Source data
---
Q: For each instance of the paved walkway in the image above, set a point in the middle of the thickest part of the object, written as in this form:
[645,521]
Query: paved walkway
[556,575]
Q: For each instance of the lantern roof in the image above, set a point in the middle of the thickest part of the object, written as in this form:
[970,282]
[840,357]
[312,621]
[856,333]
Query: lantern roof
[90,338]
---
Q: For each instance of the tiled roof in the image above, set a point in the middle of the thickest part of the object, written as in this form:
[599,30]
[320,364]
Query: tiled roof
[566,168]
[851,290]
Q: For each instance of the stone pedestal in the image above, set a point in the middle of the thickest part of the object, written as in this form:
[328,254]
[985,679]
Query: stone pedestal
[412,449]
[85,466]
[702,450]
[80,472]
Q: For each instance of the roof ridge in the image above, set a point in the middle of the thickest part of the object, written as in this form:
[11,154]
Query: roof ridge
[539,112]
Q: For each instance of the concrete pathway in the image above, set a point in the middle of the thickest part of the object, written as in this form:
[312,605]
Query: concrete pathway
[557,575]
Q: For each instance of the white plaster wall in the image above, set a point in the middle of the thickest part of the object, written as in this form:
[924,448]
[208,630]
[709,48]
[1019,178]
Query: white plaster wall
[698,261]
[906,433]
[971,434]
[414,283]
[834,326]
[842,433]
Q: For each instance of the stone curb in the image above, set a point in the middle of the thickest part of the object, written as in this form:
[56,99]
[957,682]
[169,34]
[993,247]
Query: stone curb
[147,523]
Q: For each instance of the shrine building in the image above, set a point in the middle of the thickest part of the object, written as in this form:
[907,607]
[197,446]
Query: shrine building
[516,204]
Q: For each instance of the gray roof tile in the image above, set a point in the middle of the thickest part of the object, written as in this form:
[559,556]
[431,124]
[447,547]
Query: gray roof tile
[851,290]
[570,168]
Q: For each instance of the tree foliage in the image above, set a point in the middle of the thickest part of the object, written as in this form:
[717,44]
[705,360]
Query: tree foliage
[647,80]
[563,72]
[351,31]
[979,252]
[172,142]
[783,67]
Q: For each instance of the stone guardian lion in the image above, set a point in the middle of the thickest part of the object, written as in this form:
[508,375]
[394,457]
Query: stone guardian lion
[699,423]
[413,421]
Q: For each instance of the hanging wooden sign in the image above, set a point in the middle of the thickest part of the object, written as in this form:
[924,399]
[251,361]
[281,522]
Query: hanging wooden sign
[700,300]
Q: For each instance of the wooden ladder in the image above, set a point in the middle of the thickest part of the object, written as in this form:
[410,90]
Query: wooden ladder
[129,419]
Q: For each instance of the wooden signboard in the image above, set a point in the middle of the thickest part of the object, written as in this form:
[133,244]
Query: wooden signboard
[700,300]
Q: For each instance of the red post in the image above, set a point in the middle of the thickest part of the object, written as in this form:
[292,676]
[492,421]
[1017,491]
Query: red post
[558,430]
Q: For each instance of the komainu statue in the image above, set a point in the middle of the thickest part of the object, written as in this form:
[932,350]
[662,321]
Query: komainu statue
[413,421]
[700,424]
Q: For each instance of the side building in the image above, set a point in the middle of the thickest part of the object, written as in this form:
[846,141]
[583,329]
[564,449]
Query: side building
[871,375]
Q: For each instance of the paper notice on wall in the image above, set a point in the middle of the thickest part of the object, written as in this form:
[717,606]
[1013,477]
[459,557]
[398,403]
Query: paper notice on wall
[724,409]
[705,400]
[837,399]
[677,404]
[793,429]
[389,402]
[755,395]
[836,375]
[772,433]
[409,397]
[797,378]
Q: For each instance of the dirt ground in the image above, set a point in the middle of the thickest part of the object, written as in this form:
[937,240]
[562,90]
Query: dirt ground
---
Can you rewrite the entries from "Q: For each instance of the dirt" through "Query: dirt ground", changing "dirt ground" to "gravel path" everywhere and keeping all else the same? Give only those lines.

* **Correct answer**:
Q: For each instance of the gravel path in the image above, set a point in the middle of the thickest part of the object, written as in this form:
[937,240]
[562,90]
Query: gravel path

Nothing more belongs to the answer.